| BRIEF |
Format the lines below as a numbered list, leaving out any blank lines, covering only the part that opens with the line containing "You're the final reviewer. Confirm every window sill" and closes with the line containing "[79,78,87,85]".

| WORKING DATA |

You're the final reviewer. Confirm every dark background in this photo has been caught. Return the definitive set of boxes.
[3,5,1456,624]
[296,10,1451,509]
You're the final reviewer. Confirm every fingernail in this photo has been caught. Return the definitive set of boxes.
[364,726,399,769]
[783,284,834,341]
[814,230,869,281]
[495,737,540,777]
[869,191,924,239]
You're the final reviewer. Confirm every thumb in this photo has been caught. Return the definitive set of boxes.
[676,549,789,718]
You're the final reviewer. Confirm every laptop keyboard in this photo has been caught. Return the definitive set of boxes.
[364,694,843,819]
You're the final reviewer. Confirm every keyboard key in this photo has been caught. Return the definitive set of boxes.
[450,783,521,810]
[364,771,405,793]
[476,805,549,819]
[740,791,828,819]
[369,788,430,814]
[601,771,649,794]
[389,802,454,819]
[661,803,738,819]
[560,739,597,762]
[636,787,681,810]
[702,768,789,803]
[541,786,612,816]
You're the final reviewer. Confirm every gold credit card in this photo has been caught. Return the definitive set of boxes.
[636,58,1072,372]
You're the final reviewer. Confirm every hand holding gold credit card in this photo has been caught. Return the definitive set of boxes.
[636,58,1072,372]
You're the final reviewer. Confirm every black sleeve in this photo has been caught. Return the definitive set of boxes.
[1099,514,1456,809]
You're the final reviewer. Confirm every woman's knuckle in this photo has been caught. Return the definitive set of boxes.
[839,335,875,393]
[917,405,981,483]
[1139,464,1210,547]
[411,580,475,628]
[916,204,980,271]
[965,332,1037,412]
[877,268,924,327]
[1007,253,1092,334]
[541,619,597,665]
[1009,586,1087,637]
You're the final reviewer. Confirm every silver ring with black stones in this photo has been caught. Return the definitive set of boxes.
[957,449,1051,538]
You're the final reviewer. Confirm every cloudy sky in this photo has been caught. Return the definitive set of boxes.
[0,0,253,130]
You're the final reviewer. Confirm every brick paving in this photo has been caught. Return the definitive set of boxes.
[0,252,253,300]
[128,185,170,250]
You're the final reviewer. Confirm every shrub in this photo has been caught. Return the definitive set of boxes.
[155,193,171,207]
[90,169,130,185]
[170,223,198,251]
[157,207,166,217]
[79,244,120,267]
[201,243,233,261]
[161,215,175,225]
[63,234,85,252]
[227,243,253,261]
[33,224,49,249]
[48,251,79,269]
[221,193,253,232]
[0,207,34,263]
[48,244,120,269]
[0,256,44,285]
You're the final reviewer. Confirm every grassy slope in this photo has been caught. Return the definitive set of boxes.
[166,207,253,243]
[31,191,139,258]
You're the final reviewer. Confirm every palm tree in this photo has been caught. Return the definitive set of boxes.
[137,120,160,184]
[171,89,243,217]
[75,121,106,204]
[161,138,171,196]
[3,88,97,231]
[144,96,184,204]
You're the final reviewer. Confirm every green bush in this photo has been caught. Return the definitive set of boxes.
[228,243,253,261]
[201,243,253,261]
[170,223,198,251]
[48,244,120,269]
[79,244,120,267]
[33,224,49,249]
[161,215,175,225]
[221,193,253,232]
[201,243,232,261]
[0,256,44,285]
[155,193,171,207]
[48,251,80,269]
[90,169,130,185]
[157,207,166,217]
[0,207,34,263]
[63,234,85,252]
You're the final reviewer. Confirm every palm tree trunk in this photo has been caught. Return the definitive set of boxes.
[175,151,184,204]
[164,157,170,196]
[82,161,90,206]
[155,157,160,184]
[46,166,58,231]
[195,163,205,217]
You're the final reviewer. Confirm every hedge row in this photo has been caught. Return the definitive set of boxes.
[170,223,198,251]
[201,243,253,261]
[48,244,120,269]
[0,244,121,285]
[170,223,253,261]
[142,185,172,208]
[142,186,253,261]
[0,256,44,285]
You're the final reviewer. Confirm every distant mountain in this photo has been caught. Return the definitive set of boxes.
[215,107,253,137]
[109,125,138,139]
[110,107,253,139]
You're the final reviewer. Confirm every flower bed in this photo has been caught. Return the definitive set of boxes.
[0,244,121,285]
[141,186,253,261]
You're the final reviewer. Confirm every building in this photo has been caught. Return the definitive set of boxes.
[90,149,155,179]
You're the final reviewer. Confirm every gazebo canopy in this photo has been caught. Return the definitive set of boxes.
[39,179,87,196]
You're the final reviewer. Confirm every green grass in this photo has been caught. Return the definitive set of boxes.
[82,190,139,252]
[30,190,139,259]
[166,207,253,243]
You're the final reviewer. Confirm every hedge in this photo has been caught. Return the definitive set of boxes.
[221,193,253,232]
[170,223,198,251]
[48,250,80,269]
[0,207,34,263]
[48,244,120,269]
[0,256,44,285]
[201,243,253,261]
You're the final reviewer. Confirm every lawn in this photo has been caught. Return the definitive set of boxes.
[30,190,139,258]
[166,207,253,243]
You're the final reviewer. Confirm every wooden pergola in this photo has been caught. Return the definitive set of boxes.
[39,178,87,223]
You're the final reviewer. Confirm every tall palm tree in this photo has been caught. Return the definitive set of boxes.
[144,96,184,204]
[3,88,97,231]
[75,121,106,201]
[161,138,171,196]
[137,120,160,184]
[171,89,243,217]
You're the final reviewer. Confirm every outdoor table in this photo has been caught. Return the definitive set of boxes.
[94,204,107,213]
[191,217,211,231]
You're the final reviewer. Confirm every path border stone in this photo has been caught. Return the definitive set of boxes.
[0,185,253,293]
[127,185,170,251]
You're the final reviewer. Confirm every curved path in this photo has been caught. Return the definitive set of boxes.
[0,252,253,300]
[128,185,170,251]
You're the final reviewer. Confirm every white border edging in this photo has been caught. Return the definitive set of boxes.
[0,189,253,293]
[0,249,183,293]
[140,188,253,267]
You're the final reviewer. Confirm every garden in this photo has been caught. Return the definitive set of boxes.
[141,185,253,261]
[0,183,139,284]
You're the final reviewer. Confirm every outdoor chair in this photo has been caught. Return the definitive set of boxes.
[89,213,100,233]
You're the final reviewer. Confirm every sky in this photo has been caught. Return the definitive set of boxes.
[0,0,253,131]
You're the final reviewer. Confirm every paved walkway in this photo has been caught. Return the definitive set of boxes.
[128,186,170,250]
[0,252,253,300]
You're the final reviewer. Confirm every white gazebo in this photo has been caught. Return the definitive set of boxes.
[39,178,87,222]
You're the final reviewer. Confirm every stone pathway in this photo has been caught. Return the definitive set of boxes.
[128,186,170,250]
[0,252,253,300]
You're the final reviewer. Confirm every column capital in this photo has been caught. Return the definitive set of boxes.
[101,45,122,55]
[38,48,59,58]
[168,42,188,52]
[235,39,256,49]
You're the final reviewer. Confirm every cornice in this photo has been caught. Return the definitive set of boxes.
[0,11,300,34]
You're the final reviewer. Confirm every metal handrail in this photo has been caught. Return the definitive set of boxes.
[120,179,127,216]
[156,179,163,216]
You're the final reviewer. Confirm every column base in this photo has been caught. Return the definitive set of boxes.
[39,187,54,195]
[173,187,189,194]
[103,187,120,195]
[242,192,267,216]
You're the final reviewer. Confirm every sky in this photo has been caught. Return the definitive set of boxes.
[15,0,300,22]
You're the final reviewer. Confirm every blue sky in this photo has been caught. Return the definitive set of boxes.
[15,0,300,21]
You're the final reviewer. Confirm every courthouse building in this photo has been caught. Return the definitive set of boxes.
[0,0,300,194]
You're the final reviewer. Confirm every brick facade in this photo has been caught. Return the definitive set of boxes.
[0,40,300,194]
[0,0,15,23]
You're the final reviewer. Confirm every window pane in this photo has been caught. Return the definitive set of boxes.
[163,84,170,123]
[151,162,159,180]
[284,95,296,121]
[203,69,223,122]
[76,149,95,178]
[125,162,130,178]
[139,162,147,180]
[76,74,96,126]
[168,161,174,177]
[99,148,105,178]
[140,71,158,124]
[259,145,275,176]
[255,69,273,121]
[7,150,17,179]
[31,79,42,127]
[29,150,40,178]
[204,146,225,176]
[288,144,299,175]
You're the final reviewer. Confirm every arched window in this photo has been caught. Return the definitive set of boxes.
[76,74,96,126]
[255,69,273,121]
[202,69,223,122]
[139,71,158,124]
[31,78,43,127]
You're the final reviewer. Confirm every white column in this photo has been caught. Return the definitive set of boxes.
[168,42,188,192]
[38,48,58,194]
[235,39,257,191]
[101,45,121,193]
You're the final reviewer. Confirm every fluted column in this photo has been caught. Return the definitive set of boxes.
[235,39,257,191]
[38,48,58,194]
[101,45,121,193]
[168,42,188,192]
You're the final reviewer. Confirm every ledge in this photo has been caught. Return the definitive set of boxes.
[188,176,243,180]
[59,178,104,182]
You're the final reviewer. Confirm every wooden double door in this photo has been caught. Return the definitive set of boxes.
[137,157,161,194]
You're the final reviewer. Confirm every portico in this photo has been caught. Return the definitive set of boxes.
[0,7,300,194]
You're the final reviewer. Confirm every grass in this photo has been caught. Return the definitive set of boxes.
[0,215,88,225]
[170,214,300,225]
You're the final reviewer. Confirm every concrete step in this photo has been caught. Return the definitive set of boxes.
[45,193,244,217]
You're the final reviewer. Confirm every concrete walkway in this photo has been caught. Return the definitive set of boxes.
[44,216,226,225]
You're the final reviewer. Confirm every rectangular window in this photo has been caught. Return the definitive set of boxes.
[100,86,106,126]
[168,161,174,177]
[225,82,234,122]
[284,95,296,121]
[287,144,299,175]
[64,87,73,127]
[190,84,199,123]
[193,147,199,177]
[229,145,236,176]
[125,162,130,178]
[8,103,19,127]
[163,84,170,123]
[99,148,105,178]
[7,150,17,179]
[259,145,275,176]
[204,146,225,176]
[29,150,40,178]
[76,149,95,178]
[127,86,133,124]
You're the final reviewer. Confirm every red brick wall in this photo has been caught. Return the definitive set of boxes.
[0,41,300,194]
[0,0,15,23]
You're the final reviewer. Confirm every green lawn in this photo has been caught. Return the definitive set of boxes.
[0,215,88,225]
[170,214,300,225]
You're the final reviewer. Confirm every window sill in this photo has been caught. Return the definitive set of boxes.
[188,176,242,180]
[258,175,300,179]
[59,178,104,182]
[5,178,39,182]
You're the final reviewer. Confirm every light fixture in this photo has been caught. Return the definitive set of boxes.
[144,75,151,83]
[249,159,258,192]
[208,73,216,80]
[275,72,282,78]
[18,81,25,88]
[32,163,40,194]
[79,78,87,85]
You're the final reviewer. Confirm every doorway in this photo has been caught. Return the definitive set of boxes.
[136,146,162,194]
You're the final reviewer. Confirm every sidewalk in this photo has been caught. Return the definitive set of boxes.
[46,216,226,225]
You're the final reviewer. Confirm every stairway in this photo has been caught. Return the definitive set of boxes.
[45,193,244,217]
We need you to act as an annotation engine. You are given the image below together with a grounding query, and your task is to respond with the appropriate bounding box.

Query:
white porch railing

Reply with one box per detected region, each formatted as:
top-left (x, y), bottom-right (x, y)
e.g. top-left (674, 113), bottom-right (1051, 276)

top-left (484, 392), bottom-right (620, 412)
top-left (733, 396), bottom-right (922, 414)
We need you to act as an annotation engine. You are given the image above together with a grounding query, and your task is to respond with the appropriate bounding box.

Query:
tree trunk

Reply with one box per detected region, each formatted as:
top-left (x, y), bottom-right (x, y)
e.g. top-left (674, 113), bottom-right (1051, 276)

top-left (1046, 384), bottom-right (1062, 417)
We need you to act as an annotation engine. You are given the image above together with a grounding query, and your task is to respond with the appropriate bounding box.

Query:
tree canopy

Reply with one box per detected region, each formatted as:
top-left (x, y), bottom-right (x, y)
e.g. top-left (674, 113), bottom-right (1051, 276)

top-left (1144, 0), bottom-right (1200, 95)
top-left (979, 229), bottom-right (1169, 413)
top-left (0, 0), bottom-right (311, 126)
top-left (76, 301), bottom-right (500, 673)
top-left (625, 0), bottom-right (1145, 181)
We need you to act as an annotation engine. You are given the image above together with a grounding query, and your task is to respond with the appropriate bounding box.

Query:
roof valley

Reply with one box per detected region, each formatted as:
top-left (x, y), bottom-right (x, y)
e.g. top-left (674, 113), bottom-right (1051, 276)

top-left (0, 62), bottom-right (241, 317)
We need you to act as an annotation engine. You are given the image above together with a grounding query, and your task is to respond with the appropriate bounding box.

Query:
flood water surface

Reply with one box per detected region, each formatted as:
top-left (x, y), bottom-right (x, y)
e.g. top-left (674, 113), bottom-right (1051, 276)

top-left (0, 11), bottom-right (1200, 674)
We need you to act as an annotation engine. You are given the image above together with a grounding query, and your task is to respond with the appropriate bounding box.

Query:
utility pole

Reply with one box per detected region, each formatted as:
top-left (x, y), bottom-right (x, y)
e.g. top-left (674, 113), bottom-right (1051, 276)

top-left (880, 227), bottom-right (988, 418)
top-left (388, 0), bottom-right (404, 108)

| REPLY TO THE EXERCISE |
1. You're the final reviewer. Confirm every window sill in this photo has been caught. Return the definitive set of boxes.
2. [188,176,242,180]
3. [258,175,300,179]
4. [59,178,104,182]
5. [5,178,39,182]
6. You're the final reviewer. Confirm every light fixture in this photo has been caught. Return the definitive set of boxes.
7. [144,75,151,83]
8. [249,159,258,192]
9. [208,73,216,80]
10. [275,72,282,78]
11. [18,81,25,88]
12. [32,163,40,194]
13. [79,78,87,85]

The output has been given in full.